» **DIRECTIONS FOR THIS TASK**
Extend the passage of discussion topics on fairness, impossibility results, and interpretability in AI, picking up right after its last sentence.

» **PASSAGE PROVIDED**
== == ==
Regarding the idea of using a richer language, you may consult, e.g., Beigang (2023) on using causal models to specify a counterfactual fairness condition. You may also reflect on formulating this with the counterfactuals from philosophy (the Lewis-Stalnaker counterfactual) or from explainable AI (see Wachter 2018 “Counterfactual explanations without opening the black box”)? You could also explore the variation semantics framework of Hudetz and Crawford (2022, “Variation semantics: when counterfactuals in explanations of algorithmic decisions are true”).
-
Impossibility: In the lecture on computability theory, we saw classical impossibility results for symbolic computation/AI. Indeed, in the classical philosophy of AI during the 1980s and 1990s, Gödel’s Incompleteness Theorem played a central role in arguing for impossibilities for (symbolic) AI. (See here for a brief overview.)
Discuss whether these classical results have any bearing on modern, non-symbolic AI. If so, how would these results yield impossibilities for neural networks, and—most importantly—would that have any practical impact? If not, how exactly do neural networks evade those results and which other theorems would limit their power—again also thinking of the practical implications? For results in the latter case, think, e.g., of the no-free-lunch theorem in statistical learning theory, or, e.g., of Bastounis et al. (2024 “On the consistent reasoning paradox of intelligence and optimal trust in AI”).
-
Interpretability: One way to state the interpretability problem of neural networks (that I find particularly useful) is in terms of micro-level and macro-level. We completely understand neural networks at the micro-level: how they propagate the activation of the input neurons to the output neurons and how they update their weights during learning. The problem is understanding them at the macro-level: to explain in human-understandable terms this process that goes on at the micro-level. An analogy is provided by thermodynamics: we have a complete understanding of the billions of gas particles in a box (how their position and momentum changes over time), and thermodynamics also provides an understanding of this micro-level process in the macro-level terms of temperature and pressure.
== == ==
» **RECORD SET**

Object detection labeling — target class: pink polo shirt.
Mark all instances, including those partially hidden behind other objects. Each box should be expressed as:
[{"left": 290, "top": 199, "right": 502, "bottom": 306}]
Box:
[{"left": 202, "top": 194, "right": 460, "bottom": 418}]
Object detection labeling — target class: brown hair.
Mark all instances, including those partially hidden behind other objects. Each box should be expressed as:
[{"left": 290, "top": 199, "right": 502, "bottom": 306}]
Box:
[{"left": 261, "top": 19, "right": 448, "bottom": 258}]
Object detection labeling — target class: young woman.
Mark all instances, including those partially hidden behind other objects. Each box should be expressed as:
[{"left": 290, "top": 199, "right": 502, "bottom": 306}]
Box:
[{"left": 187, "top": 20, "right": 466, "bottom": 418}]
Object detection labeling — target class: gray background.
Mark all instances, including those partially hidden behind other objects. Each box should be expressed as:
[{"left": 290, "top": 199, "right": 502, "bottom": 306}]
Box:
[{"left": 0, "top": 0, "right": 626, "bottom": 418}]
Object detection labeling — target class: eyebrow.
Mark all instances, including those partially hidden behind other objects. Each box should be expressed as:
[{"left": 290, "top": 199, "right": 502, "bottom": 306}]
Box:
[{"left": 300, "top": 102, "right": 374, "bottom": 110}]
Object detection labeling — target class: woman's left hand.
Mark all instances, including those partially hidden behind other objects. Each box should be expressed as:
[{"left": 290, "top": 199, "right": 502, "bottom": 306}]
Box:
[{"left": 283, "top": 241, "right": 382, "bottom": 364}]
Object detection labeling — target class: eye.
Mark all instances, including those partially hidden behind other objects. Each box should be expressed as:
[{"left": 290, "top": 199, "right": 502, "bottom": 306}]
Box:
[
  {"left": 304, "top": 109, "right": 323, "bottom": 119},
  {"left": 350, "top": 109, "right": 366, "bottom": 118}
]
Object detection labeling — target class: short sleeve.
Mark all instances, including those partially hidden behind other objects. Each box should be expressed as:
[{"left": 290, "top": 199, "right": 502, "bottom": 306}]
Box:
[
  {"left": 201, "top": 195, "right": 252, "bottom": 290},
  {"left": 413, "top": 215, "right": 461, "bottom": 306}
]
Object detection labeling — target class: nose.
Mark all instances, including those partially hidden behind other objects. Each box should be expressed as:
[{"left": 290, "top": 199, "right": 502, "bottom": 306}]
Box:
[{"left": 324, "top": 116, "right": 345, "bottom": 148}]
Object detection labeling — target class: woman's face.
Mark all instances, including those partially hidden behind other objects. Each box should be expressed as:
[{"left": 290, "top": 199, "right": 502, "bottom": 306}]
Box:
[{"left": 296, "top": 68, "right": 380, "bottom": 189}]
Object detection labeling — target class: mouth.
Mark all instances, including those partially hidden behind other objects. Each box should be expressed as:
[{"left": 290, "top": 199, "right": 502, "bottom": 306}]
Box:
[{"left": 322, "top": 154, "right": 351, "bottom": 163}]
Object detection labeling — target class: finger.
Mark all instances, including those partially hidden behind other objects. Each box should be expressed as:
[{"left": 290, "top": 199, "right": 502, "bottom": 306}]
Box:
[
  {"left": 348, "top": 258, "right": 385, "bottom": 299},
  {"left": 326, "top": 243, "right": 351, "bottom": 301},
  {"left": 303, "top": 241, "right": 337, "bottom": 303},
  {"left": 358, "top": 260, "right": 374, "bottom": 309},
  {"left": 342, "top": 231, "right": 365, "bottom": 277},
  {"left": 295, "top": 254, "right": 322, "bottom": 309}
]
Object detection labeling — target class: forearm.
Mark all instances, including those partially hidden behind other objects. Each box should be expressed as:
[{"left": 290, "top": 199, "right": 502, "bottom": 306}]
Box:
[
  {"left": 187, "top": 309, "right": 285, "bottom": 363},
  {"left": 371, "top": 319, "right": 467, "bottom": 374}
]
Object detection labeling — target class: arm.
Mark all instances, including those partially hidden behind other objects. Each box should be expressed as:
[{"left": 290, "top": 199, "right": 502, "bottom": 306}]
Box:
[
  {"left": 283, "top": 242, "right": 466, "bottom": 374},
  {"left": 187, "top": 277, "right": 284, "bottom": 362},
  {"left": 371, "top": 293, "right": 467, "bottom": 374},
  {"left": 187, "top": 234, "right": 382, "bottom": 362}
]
== == ==
» **EXERCISE RESPONSE**
Geiger et al. (2025, “Causal Abstraction: A Theoretical Foundation for Mechanistic Interpretability”) provide a precise general framework to bridge the micro-level and the macro-level in terms of causal models. Discuss this approach by relating to the philosophical literature on explanatory levels as, e.g., presented in this recent edited book and, in particular, in the first paper in there by List (which is also here). Make sure to think of ways to test your claims in concrete tasks and neural networks.
Example
As an example of a paper that covers the required steps, you can consider Geiger et al. (2025, “Causal Abstraction: A Theoretical Foundation for Mechanistic Interpretability”). Note, though, that it is much more comprehensive than what would be required for an essay. So this is just for illustration, not to be followed very closely. Very briefly, the idea is this:
- topic: mechanistic interpretability
- research question: can causal abstraction formalize mechanistic interpretability?
- related work: literature on mechanistic interpretability
- philosophical/mathematical theory: causal explanation à la Pearl and specifically the notion of causal abstraction
- experiments: a companion jupyter notebook for a toy example as well as many references to existing results in the mechanistic interpretability literature.